INSTRUCTIONS FOR THE TASK:
Please retype every line of the records below word for word, leaving the pictures out of your answer.

MATERIAL PROVIDED:

-- begin --

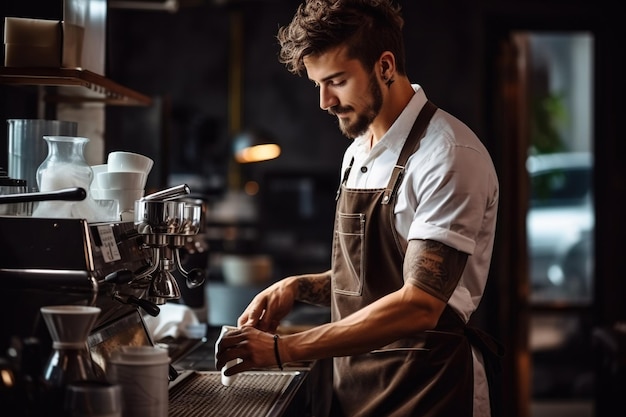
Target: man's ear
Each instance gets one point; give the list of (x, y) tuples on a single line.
[(387, 65)]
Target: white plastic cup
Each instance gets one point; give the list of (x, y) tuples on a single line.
[(129, 161), (142, 372), (227, 380), (121, 180)]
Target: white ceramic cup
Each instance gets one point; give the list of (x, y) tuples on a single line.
[(121, 180), (227, 380), (129, 161), (125, 198), (142, 372), (241, 270)]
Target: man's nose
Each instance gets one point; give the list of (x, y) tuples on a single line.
[(327, 99)]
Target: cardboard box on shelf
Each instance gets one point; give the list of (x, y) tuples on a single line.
[(42, 43)]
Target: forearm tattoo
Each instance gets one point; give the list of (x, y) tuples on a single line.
[(314, 290), (434, 267)]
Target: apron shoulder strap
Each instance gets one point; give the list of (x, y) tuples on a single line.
[(409, 148)]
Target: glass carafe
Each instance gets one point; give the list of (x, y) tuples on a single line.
[(65, 166), (69, 327)]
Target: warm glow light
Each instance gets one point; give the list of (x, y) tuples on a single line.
[(8, 379), (257, 153), (251, 188)]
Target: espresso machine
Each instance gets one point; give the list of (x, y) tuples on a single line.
[(124, 268)]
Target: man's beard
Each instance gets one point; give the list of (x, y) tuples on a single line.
[(364, 119)]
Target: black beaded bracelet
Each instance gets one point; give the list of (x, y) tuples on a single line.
[(276, 353)]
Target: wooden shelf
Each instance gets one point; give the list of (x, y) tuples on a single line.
[(78, 86)]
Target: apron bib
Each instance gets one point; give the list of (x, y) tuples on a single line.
[(430, 374)]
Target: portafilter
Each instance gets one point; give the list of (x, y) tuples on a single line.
[(165, 224)]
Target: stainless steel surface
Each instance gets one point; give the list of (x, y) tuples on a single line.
[(254, 394), (171, 193), (66, 261), (66, 194), (165, 225), (169, 218)]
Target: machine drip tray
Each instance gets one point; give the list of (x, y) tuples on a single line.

-- end --

PROBLEM SOLUTION:
Target: man's ear
Each instance gets one point; give the list of (x, y) tuples on a single line.
[(387, 65)]
Target: white plastic cup
Each instance gets one point; give the list of (x, y) tuples on a single line.
[(129, 161), (142, 372), (227, 380), (121, 180)]
Target: white ceramic cup
Each instance gets one point; give the list of (x, y) tuples on a single line.
[(121, 180), (227, 380), (129, 161), (125, 198), (142, 372), (241, 270)]
Target: man's nose
Each instance gets one point; give the list of (x, y) tuples on a single line.
[(327, 99)]
Target: cardboard box on shelf
Each instance gets one point; give the list of (x, y) tuples on a single line.
[(42, 43)]
Target: forearm tattoo
Each instance gets one point; give the list of (x, y) tuples on a single line.
[(314, 290), (434, 267)]
Target: apron shoulder strap
Each instance gets one point; give the list of (x, y) tuples on a single line.
[(409, 148)]
Target: glass carafe
Each instance gets one point; give the list of (x, y) tuples on a single line.
[(65, 166), (69, 327)]
Target: warm glow light
Each instance gets one point; give the list of (x, y) tuples on a single line.
[(8, 379), (257, 153), (251, 188)]
Target: espresso machine
Each instance gets one point; give the list of (x, y) tuples on a single line.
[(124, 268)]
Target: man's beard
Each instance gets one point; give the list of (x, y) tuples on a single line.
[(364, 119)]
Target: black beaded bracelet
Each instance gets one point; give the list of (x, y) tuples on a single line.
[(276, 353)]
Target: wooden shelf
Each instance gets one point; give the list of (x, y) tuples on a single line.
[(78, 86)]
Target: apron bib
Each instance gets one point; give the list of (x, y) tuples on a single line.
[(430, 374)]
Target: portafilter
Each instance gets one point; give the list of (x, y) tuples on a single line.
[(165, 224)]
Target: stainless steel surface
Each instance gets one point; give the list of (x, y) tuples on a single line.
[(254, 394), (171, 193), (66, 261), (66, 194), (165, 225), (169, 218)]
Target: machine drip tray
Each instance gets one point; give the list of (x, y) tuples on a single line.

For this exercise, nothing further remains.